Andrew Prokop is a senior politics correspondent at Vox, covering the White House, elections, and political scandals and investigations. He’s worked at Vox since the site’s launch in 2014, and before that, he worked as a research assistant at the New Yorker’s Washington, DC, bureau.

In Monday's Iowa GOP caucuses, Ted Cruz finished first and Donald Trump finished second.

Yet it's Cruz and Marco Rubio who are being declared the winners.

This may seem bizarre, but it makes a certain amount of sense. Iowa isn't important because of the puny number of delegates the state will eventually send to the national conventions. It's important because of what the political world — the media, elites, activists, donors, the candidates themselves, and to a certain extent voters in other states — takes away from the caucus results, as I argued in a recent feature.

All these actors are trying to figure out which candidates have the best shot at winning, and many of them believe the caucus results can help reveal the answer to this question. And their reactions to what happened in Iowa can transform the race elsewhere.

Overall, the lessons the political world is taking away are good for Cruz and Rubio — and bad for Trump. For Clinton and Sanders, though, the takeaways are less clear.

Ted Cruz won, defying predictions that Trump had taken him down

Ted Cruz Xinhua/Yin Bogu via Getty

(Xinhua/Yin Bogu via Getty)

**DATA RECORDS**:
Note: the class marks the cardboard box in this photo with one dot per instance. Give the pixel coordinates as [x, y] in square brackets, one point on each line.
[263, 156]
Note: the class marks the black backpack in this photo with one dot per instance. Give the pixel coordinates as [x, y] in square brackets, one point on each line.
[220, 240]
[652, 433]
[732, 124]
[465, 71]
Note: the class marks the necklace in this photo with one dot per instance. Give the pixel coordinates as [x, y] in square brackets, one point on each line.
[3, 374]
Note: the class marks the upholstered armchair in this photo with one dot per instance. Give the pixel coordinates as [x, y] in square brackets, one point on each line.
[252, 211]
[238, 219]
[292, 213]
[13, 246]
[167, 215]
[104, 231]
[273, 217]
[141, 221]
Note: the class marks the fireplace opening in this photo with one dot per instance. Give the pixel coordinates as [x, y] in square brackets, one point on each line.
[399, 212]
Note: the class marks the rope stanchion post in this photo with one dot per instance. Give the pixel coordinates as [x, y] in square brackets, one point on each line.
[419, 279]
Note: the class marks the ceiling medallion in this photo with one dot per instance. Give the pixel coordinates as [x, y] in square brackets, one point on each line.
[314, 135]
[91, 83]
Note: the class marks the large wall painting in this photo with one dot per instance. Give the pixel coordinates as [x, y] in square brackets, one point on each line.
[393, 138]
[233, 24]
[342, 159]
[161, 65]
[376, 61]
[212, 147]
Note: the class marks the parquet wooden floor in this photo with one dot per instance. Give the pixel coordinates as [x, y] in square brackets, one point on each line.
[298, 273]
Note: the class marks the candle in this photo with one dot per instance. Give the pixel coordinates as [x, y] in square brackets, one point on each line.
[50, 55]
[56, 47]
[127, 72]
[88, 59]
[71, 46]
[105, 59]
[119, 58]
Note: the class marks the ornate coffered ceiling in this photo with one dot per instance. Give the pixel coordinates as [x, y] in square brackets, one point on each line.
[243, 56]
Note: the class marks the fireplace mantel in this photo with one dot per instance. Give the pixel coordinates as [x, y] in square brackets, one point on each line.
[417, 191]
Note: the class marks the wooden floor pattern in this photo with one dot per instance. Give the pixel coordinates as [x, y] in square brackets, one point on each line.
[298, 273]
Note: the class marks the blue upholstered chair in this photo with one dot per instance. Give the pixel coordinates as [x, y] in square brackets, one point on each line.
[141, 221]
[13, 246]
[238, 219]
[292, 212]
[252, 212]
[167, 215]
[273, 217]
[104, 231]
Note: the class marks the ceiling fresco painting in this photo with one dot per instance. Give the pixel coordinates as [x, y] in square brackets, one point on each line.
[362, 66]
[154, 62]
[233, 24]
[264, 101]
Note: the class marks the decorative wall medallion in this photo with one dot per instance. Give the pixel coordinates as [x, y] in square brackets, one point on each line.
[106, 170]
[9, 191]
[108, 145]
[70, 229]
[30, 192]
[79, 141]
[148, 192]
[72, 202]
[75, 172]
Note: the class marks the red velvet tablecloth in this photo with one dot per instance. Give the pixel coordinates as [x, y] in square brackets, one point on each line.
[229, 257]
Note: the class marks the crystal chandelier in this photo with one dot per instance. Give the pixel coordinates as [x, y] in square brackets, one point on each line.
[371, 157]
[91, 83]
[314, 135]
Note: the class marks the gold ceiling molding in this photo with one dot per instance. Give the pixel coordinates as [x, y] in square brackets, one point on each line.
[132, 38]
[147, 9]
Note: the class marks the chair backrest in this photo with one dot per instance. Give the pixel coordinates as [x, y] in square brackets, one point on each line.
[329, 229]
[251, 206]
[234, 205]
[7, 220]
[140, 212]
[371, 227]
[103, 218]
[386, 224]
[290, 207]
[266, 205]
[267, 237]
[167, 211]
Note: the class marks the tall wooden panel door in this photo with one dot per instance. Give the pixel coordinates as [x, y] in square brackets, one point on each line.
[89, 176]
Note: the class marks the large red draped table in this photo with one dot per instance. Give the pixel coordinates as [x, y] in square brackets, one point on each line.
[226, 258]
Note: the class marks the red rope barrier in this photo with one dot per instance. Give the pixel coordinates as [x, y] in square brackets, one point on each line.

**GIVEN TASK 1**: In the Iowa caucus article, quote everything from "All these actors" down to "Bogu via Getty)".
**GIVEN TASK 2**: Condense the paragraph of the Iowa caucus article that begins "This may seem bizarre" into a shorter version that keeps its main facts.
**GIVEN TASK 3**: Proceed with the Iowa caucus article from where it stops.

**EXERCISE RESULT 1**:
All these actors are trying to figure out which candidates have the best shot at winning, and many of them believe the caucus results can help reveal the answer to this question. And their reactions to what happened in Iowa can transform the race elsewhere.

Overall, the lessons the political world is taking away are good for Cruz and Rubio — and bad for Trump. For Clinton and Sanders, though, the takeaways are less clear.

Ted Cruz won, defying predictions that Trump had taken him down

Ted Cruz Xinhua/Yin Bogu via Getty

(Xinhua/Yin Bogu via Getty)

**EXERCISE RESULT 2**: Though it may seem odd, the outcome makes some sense. Iowa matters not because of its small number of convention delegates, but because of the conclusions the political world draws from its caucus results. That political world includes the media, elites, activists, donors, the candidates, and to some extent voters in other states. The author argued this in a recent feature.

**EXERCISE RESULT 3**:
Cruz's victory in Iowa was exactly what his campaign needed. He outperformed the polls, thus suggesting that he has a very professional turnout operation and that his campaign will be a player for the long haul. He showed the political world that he could withstand an onslaught of negative attacks from Trump. And he proved that the billionaire is indeed mortal. Republican voters across the country, many of whom haven't been paying attention so far, will now learn of Cruz's victory — and he may well get a bump in the polls as a result.

Expectations for Cruz are low in the next contest, New Hampshire — the Northeastern state doesn't seem a good fit for the Texas senator, who relies on heavy evangelical support. Still, recent Granite State polls already showed him in an effective five-way tie for second place behind Trump, so he could conceivably get a bump there. But the next crucial contest for Cruz is the South Carolina GOP primary on February 20.

Yet Cruz's victory still leaves the race very unsettled. Recent GOP Iowa caucus winners who relied on evangelical support, as Cruz did, have tended to stumble in other regions of the country. And Cruz is loathed by much of the Republican establishment — an establishment that could quickly fall behind the other apparent winner of the night.

Marco Rubio finished stronger than expected

The polls showed Marco Rubio in a distant third, and pundits (including me) questioned his strategy and the state of his ground game. Yet the Rubio campaign is looking pretty smart now that the caucus results are in. The Florida senator outperformed the low expectations that his campaign had helped set, finishing in third but within striking distance of Donald Trump.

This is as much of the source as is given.